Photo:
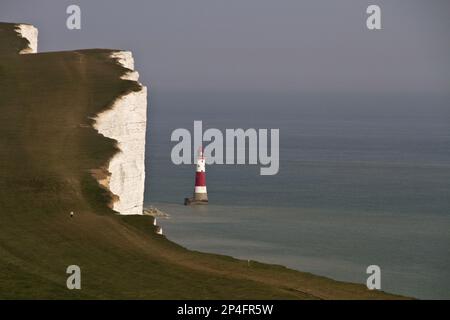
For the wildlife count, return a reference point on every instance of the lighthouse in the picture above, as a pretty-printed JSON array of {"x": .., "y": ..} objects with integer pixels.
[{"x": 200, "y": 194}]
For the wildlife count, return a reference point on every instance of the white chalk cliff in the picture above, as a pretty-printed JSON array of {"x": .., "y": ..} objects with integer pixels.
[
  {"x": 126, "y": 123},
  {"x": 30, "y": 33}
]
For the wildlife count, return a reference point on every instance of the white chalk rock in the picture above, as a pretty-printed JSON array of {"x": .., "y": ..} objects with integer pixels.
[
  {"x": 30, "y": 33},
  {"x": 126, "y": 122}
]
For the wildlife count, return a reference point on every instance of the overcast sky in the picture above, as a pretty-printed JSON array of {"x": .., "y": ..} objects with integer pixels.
[{"x": 259, "y": 45}]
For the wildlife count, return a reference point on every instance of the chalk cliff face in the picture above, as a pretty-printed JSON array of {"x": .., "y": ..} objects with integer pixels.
[
  {"x": 30, "y": 33},
  {"x": 126, "y": 123}
]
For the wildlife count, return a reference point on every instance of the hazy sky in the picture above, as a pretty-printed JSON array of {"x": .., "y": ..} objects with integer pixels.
[{"x": 259, "y": 45}]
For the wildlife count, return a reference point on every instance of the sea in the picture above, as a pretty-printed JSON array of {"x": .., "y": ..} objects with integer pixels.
[{"x": 363, "y": 180}]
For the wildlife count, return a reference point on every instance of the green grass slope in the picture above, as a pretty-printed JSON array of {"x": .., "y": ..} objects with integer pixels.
[{"x": 48, "y": 150}]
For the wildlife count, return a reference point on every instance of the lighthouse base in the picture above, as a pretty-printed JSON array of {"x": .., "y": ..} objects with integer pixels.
[{"x": 193, "y": 201}]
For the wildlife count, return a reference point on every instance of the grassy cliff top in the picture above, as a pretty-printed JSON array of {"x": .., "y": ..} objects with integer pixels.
[{"x": 48, "y": 150}]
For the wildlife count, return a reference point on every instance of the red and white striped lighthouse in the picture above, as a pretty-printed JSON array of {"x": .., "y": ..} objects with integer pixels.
[{"x": 200, "y": 194}]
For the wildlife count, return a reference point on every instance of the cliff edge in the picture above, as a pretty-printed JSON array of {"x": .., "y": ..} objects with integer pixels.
[
  {"x": 68, "y": 121},
  {"x": 125, "y": 122}
]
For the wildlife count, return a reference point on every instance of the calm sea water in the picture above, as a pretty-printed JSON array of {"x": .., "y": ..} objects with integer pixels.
[{"x": 363, "y": 180}]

_WHAT YOU ARE ASKED TO DO_
Restate every record exactly, please; do not copy the pictures.

_OUTPUT BELOW_
Photo:
For the wildlife count, return a reference point on every instance of the lighthouse in the picture above, as a pretty-printed JSON array of {"x": .., "y": ..} objects with integer pixels.
[{"x": 200, "y": 194}]
For the wildlife count, return a reference point on every instance of the white chalk cliff in the picture above, as a pretty-printed JSON array of {"x": .., "y": ..} objects with integer pixels.
[
  {"x": 126, "y": 123},
  {"x": 30, "y": 33}
]
For the wildlife count, return a reference point on every instance of the white chalk rock in the picture above, as a pretty-printed JSON array of {"x": .., "y": ..} objects with integer pixels.
[
  {"x": 30, "y": 33},
  {"x": 126, "y": 122}
]
For the wildlife count, return a reference point on every instance of the overcast sky in the picture above, as a pretty-printed JSON array of {"x": .., "y": ..} objects with integer pixels.
[{"x": 259, "y": 45}]
For the wildlife count, return a reference point on every instance of the chalk cliff face in the picture above, as a pretty-printed JSON array of {"x": .., "y": ..} objects with integer pixels.
[
  {"x": 30, "y": 33},
  {"x": 126, "y": 123}
]
For the wildlife count, return a reference point on every instance of the hazy sky in the picture above, as a pretty-printed JSON array of {"x": .., "y": ..} objects with integer pixels.
[{"x": 259, "y": 45}]
For the wildlife count, return a reference point on every instance of the sea in the picture above, as a pretty-printed JSON array of {"x": .., "y": ..} objects with integer pixels.
[{"x": 363, "y": 180}]
For the wildlife count, return a reference point on every instance of the green grass slope in the picture above, as a pretty-printed JSON array of {"x": .., "y": ..} objects with integer pixels.
[{"x": 48, "y": 150}]
For the wildlife count, return a reference point on every instance of the lighthouse base in the picture above, as a pretty-printed JSON array of {"x": .., "y": ..} objects with integer pixels.
[{"x": 193, "y": 201}]
For the wildlife count, return a reference point on every instance of the grassy cliff top in the picture above, as a pretty-printed JSON array of {"x": .., "y": ..} objects with integer pixels.
[{"x": 48, "y": 150}]
For the wildlife count, return a reference point on every instance of the red and white striped lighthouse in the picture above, as a pretty-printed JSON array of {"x": .., "y": ..} objects with integer pixels.
[{"x": 200, "y": 194}]
For the wildlife count, return a reference point on every instance of the cliff edge in the picture above, as a pretty-printed JSON array of {"x": .., "y": ..} objects with integer pixels.
[
  {"x": 68, "y": 121},
  {"x": 125, "y": 122}
]
For the wildlife count, return a reference point on every instance of the calm sea water in the picture above, as a pretty-printed JSON array of {"x": .., "y": ..} objects with integer pixels.
[{"x": 363, "y": 180}]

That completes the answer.